● Excerpted passage
%%

This paper includes two parts. In the first part we review the
most valuable works in the literature regarding the effect of
hysteresis on two-phase relative permeabilities in different
wettability conditions. As will be highlighted most of these data
are generated on water-wet or slightly water-wet condition which
are most likely not representative of the oil reservoirs. Even the
generated two-phase relative permeabilities on mixed-wet and
oil-wet conditions are not fully developed for the full hysteresis
cycle and/or not for the all three possible systems (oil/water,
gas/oil and gas/water) in one place. It is recently recommended by
some of the valuable theoretical works in the literature that to
enhance the predictions of three-phase hysteresis models,
hysteresis for all possible two-phase systems shall be considered
in the provided equations. As a result in the second part of this
paper, we summarize comprehensive set of experimentally measured
relative permeabilities for the two-phase systems of oil/water,
gas/water and gas/oil. This set of data can be used with new
three-phase hysteresis models such as that presented by Hustad and
Browning (2010) to enhance the prediction of the WAG processes in
non-water-wet systems.
Experiments were performed in 65mD sandstone with
mixed-wettability.

%%

● Items
%%

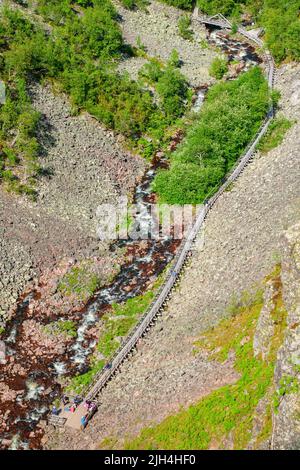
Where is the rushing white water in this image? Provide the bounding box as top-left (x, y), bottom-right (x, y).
top-left (25, 379), bottom-right (45, 400)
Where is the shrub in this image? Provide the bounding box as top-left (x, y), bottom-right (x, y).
top-left (209, 57), bottom-right (228, 80)
top-left (178, 15), bottom-right (193, 41)
top-left (153, 67), bottom-right (269, 204)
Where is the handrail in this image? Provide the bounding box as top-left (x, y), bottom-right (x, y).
top-left (76, 14), bottom-right (275, 408)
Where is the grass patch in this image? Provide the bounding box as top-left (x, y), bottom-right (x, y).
top-left (153, 67), bottom-right (270, 204)
top-left (125, 268), bottom-right (286, 449)
top-left (57, 263), bottom-right (100, 300)
top-left (258, 116), bottom-right (293, 153)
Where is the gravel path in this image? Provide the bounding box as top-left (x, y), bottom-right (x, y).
top-left (45, 61), bottom-right (300, 449)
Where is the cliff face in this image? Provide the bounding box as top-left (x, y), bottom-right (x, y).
top-left (272, 223), bottom-right (300, 450)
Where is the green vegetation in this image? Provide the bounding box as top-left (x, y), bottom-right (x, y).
top-left (44, 320), bottom-right (77, 338)
top-left (273, 375), bottom-right (300, 412)
top-left (57, 262), bottom-right (100, 301)
top-left (178, 15), bottom-right (193, 41)
top-left (197, 0), bottom-right (300, 62)
top-left (125, 266), bottom-right (286, 449)
top-left (153, 67), bottom-right (270, 204)
top-left (162, 0), bottom-right (195, 10)
top-left (0, 76), bottom-right (42, 199)
top-left (209, 57), bottom-right (228, 80)
top-left (258, 116), bottom-right (292, 153)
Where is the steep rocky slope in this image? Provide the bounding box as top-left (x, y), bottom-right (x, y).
top-left (114, 1), bottom-right (217, 86)
top-left (0, 85), bottom-right (145, 322)
top-left (45, 64), bottom-right (300, 449)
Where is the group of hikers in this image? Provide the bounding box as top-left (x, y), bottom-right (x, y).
top-left (52, 395), bottom-right (97, 429)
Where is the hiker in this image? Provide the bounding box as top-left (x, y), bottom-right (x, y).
top-left (70, 403), bottom-right (76, 413)
top-left (52, 405), bottom-right (59, 416)
top-left (63, 395), bottom-right (69, 405)
top-left (88, 401), bottom-right (96, 411)
top-left (73, 395), bottom-right (82, 406)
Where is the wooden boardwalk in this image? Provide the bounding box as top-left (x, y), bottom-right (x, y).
top-left (56, 9), bottom-right (275, 429)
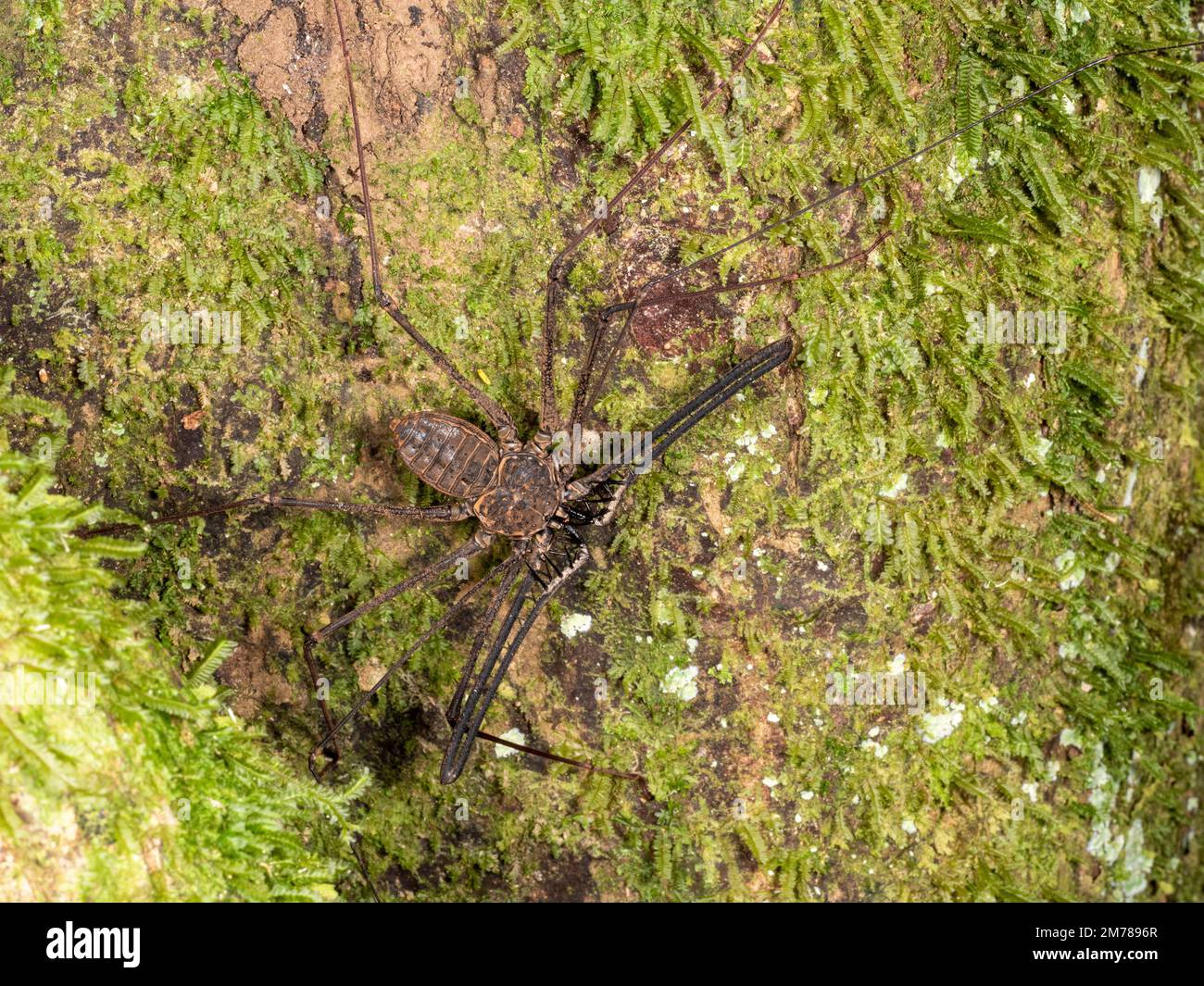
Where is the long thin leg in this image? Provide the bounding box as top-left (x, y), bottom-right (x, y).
top-left (539, 0), bottom-right (786, 441)
top-left (566, 338), bottom-right (791, 524)
top-left (301, 530), bottom-right (493, 778)
top-left (440, 572), bottom-right (650, 797)
top-left (79, 493), bottom-right (472, 537)
top-left (596, 230), bottom-right (891, 325)
top-left (477, 730), bottom-right (653, 801)
top-left (570, 41), bottom-right (1204, 426)
top-left (578, 230), bottom-right (891, 428)
top-left (332, 0), bottom-right (518, 446)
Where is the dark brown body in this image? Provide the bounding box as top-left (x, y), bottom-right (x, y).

%%

● What you need to do
a - In the passage about hysteresis in relative permeabilities, what rock were the experiments performed in?
b - Write out the lines of the records word for word, starting at their first line and stopping after the line that contains "top-left (153, 67), bottom-right (269, 204)". Leave the pictures out.
The passage about hysteresis and the records have nothing to do with each other.

● Answers for this exercise
a - A 65mD sandstone with mixed wettability.

b -
Where is the rushing white water in this image? Provide the bounding box as top-left (x, y), bottom-right (x, y).
top-left (25, 379), bottom-right (45, 400)
Where is the shrub in this image? Provide the bounding box as top-left (x, y), bottom-right (x, y).
top-left (209, 57), bottom-right (228, 80)
top-left (178, 15), bottom-right (193, 41)
top-left (153, 67), bottom-right (269, 204)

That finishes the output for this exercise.